[Dataset rows]
************
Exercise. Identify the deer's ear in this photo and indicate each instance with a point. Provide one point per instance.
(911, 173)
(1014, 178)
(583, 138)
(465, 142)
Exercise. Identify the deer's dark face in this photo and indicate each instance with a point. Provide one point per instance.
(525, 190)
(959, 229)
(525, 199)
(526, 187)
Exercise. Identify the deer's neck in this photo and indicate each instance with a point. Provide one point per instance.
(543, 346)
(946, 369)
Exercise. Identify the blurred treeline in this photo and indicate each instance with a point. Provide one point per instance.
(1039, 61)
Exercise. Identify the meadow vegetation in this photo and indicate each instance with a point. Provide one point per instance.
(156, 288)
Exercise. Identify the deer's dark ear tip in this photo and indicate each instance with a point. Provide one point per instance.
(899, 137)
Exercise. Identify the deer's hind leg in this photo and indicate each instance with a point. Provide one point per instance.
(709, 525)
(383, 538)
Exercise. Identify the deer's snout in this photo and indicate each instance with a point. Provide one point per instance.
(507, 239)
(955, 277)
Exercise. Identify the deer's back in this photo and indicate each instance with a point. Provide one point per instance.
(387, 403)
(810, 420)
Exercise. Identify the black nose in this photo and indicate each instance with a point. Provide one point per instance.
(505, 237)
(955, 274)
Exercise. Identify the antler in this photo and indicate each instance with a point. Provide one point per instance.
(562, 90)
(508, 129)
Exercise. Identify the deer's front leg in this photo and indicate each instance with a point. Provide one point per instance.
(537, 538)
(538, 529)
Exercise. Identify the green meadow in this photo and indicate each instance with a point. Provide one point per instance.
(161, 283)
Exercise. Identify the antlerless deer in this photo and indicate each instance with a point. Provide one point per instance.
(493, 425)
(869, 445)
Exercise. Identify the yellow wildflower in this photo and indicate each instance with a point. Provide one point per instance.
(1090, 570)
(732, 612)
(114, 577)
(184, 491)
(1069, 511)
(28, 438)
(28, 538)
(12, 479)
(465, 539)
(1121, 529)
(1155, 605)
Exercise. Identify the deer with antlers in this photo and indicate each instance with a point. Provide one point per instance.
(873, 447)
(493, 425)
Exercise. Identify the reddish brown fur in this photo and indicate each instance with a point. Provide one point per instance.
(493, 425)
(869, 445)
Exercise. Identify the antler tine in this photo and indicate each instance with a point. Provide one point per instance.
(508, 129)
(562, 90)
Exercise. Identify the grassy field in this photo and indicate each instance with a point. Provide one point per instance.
************
[Brief]
Rewrite the dataset rows from the line containing "Exercise. Identify the deer's back" through the end of the records, swapping "Identify" for "Locate" and leaving everything else unchanged.

[Result for this task]
Exercise. Locate the deer's back in this photo and indicate each instance with a point. Provide one point per instance.
(387, 403)
(810, 420)
Exercise. Locate the black nose in this photo and indicate each instance with a point. Provide one point per instance.
(505, 237)
(955, 274)
Exercise. Locate the antler in this photo and indicate each instance with a point. Provide one point per instance.
(562, 90)
(508, 129)
Exercise. Locate the deer's front leg in this photo and indicate each instance with a point. Provide one point per instance.
(537, 538)
(538, 529)
Exercise. Locate the green meadow in this photo and indicate each instance with a point. Provide one point per instance.
(161, 283)
Exercise. Locate the antlerless deer in this photo and indicate each instance with a point. Provide one point per instance.
(493, 425)
(869, 445)
Exercise. Locate the yellow wildflower in this photo and indicate each instance with a point. Provide one point per instance.
(1090, 570)
(732, 612)
(114, 577)
(184, 491)
(1069, 511)
(28, 438)
(28, 538)
(12, 479)
(465, 539)
(1121, 529)
(1155, 605)
Exercise. Locate the deer with antlers in this photo and indicate each instance with a point. Provide one point per instance.
(873, 447)
(493, 425)
Exercise. Locate the reddish brown fur in this photo and indicate each instance with a point. Provide one point per instance.
(493, 425)
(869, 445)
Exercise. Locate the antler tine in this photo and indicate each instance with a point. Provide one point per instance.
(508, 129)
(562, 90)
Exercise. Locate the grassy field in this photo and indicate each instance with a point. Provide one point per instance.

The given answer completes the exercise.